### EXERCISE DATA

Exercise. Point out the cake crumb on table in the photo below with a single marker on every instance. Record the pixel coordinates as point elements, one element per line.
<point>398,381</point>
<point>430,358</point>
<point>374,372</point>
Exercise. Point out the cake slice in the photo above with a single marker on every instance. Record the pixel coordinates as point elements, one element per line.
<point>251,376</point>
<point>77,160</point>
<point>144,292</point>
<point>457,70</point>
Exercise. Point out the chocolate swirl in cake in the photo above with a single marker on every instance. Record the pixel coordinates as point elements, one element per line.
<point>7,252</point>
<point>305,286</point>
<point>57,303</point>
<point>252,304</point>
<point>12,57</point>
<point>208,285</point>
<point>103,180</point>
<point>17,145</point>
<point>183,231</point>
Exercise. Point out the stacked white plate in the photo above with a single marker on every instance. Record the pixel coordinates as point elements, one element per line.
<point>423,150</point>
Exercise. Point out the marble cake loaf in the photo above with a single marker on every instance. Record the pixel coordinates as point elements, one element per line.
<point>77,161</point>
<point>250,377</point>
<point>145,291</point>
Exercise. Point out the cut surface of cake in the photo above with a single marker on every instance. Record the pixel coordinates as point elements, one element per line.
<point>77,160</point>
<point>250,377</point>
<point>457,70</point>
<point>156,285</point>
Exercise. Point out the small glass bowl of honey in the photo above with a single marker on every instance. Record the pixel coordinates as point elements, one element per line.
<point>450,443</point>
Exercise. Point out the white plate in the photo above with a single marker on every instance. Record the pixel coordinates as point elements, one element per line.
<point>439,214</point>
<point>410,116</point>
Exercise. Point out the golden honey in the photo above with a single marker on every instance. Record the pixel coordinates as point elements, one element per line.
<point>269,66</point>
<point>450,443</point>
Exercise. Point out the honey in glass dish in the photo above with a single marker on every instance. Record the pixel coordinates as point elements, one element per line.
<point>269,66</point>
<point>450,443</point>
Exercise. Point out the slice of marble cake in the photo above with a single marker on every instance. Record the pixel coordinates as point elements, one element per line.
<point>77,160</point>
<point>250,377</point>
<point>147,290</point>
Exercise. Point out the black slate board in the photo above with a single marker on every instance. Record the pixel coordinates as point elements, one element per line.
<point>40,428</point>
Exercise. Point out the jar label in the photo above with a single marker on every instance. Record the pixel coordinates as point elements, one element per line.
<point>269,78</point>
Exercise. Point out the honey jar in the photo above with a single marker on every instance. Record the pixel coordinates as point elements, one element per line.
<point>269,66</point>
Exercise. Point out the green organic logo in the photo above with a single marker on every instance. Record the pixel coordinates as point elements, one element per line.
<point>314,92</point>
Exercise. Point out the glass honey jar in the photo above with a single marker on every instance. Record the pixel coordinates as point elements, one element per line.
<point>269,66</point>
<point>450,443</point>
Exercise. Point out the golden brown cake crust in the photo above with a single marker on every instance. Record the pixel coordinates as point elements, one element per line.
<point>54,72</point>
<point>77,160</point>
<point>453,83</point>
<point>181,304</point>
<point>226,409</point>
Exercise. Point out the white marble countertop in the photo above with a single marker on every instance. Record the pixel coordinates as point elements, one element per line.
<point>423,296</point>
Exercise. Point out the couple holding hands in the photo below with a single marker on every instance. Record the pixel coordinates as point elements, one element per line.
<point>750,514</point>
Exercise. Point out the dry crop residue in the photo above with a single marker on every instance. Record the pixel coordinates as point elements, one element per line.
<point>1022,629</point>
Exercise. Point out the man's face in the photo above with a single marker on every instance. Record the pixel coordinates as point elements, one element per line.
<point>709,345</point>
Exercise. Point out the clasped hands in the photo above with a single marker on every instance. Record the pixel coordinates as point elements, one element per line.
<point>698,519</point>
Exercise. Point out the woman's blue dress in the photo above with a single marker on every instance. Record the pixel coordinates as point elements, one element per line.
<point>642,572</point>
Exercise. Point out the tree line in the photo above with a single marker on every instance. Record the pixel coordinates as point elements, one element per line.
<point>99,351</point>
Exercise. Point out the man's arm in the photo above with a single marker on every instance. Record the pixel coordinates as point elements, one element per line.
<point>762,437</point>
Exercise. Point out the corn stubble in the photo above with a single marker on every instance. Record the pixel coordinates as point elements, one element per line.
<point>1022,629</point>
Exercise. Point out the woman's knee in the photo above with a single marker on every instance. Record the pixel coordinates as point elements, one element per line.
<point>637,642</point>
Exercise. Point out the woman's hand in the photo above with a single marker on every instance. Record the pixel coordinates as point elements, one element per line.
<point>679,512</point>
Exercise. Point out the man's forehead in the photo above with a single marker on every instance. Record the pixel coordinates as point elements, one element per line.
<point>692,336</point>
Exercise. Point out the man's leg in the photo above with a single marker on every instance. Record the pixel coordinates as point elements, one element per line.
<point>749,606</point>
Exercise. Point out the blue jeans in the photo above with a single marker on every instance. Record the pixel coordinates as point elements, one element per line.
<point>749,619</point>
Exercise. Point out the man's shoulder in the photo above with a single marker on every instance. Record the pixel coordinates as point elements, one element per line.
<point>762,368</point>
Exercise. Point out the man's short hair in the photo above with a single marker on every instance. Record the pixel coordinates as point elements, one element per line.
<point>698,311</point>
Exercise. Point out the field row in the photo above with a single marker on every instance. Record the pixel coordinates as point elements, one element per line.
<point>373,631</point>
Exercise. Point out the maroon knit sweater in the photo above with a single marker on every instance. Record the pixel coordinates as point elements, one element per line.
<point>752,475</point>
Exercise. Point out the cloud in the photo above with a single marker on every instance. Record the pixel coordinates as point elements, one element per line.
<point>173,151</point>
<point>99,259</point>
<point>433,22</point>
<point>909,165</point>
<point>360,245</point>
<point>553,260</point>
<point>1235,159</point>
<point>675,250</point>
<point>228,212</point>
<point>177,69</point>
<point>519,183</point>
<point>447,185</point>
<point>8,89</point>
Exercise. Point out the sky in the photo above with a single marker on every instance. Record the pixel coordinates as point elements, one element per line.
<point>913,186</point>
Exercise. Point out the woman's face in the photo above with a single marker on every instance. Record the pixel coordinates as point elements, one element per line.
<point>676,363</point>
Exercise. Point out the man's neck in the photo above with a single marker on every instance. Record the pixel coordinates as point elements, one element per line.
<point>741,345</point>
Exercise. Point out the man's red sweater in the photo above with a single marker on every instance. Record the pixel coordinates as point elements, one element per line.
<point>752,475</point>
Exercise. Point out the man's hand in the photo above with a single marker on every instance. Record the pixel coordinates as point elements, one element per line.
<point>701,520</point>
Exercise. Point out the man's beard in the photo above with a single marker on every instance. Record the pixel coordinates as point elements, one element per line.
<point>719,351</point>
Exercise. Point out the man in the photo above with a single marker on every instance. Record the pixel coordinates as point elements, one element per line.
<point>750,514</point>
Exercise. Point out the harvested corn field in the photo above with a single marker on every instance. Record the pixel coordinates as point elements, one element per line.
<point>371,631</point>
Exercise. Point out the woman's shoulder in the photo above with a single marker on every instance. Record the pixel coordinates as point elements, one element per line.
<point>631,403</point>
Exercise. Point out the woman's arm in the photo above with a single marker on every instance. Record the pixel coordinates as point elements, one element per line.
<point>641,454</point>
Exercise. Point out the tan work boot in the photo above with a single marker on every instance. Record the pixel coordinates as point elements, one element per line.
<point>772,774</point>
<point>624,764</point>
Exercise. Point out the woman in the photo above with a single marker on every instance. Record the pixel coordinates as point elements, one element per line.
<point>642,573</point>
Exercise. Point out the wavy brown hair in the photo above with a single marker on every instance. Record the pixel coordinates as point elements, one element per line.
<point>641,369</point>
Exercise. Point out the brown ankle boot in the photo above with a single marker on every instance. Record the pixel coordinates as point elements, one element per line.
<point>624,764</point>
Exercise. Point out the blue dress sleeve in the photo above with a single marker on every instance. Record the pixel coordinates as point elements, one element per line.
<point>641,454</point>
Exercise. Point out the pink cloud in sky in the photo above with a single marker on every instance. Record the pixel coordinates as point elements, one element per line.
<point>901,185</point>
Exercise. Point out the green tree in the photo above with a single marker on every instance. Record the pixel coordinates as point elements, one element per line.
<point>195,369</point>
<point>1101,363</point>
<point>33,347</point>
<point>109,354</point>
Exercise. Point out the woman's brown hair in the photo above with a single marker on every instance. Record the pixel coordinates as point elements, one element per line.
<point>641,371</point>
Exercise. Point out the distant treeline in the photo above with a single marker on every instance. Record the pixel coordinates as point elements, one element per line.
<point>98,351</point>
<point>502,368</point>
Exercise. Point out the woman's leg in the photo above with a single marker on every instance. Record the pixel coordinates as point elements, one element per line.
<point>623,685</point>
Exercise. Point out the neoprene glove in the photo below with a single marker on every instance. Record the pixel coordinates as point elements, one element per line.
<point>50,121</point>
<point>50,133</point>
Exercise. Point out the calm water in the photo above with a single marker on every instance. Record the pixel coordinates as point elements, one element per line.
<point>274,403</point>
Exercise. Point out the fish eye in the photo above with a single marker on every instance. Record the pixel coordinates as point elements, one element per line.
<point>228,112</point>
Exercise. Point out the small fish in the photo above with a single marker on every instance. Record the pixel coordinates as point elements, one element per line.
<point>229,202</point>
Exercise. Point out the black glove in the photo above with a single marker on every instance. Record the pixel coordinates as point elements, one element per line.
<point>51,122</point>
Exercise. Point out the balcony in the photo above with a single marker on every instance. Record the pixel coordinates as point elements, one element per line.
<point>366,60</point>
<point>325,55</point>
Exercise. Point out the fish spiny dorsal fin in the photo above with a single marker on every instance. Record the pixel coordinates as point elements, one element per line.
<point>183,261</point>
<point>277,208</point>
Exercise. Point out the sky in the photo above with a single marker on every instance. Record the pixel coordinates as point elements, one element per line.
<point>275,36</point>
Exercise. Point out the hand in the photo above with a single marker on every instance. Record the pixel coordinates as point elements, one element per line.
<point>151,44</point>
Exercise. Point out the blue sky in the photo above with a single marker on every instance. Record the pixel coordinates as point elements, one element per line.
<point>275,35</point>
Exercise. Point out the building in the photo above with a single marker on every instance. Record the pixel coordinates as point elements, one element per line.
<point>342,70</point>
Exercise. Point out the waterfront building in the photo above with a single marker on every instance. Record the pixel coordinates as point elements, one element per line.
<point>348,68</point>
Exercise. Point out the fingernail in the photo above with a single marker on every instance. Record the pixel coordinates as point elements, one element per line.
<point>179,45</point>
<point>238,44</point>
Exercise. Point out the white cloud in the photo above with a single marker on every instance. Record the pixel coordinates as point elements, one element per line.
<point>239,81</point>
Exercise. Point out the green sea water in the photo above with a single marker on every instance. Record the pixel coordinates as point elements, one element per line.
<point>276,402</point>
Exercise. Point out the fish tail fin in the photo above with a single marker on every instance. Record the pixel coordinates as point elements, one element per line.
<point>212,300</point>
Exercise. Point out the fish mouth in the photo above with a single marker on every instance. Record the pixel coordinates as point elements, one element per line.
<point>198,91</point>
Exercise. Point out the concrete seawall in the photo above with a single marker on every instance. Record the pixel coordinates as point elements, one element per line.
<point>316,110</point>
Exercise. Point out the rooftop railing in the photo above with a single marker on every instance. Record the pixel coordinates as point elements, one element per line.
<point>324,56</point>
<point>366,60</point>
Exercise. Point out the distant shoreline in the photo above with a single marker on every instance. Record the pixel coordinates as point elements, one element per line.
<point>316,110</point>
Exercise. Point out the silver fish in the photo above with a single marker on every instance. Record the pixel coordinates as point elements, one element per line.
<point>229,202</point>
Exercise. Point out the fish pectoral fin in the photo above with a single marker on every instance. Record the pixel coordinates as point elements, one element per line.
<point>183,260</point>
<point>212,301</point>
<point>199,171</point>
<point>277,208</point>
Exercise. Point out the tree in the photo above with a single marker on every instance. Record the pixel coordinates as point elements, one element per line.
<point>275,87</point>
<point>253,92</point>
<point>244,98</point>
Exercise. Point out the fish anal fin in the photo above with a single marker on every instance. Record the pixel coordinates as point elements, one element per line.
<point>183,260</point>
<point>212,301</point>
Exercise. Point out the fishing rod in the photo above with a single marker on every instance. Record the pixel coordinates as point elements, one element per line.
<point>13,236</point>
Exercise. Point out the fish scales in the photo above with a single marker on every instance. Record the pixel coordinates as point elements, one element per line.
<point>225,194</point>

######

▶ EXERCISE BRIEF
Go to the line in the listing above that has "Exercise. Point out the fish mouth" in it. Set down that line and each one after it, exactly.

▶ EXERCISE RESPONSE
Exercise. Point out the fish mouth in the photo above with a single marker on every instance. Record the pixel coordinates as point elements, one element per line.
<point>198,91</point>
Exercise. Point out the concrete seawall in the photo above with a single marker on every instance. Record the pixel coordinates as point elements, one element per line.
<point>316,110</point>
Exercise. Point out the rooftop railing in the photo above with a single marker on every instance. Record the pixel coordinates as point elements, one element per line.
<point>324,56</point>
<point>366,60</point>
Exercise. Point out the distant shoreline in the photo above with a single marker on every instance. Record the pixel coordinates as point elements, one element per line.
<point>316,110</point>
Exercise. Point out the silver fish in the photo above with a single marker on every instance. Record the pixel coordinates as point elements, one element per line.
<point>229,202</point>
Exercise. Point out the fish pectoral fin in the photo above with a single marker on every instance. Record the pixel coordinates as point elements, one element per line.
<point>183,260</point>
<point>212,301</point>
<point>199,171</point>
<point>277,208</point>
Exercise. Point out the tree in the photo above with a single marker on every instance. Record the pixel coordinates as point elements, one element per line.
<point>275,87</point>
<point>253,92</point>
<point>244,98</point>
Exercise. Point out the fish anal fin in the photo above with a single marker on every instance. Record the pixel coordinates as point elements, one element per line.
<point>183,260</point>
<point>212,301</point>
Exercise. Point out the fishing rod in the photo above with a single marker on every instance. Record the pixel coordinates as point elements, one element per line.
<point>13,236</point>
Exercise. Point out the fish scales in the photo above with a single marker on every instance. Record the pixel coordinates as point elements, one element per line.
<point>225,194</point>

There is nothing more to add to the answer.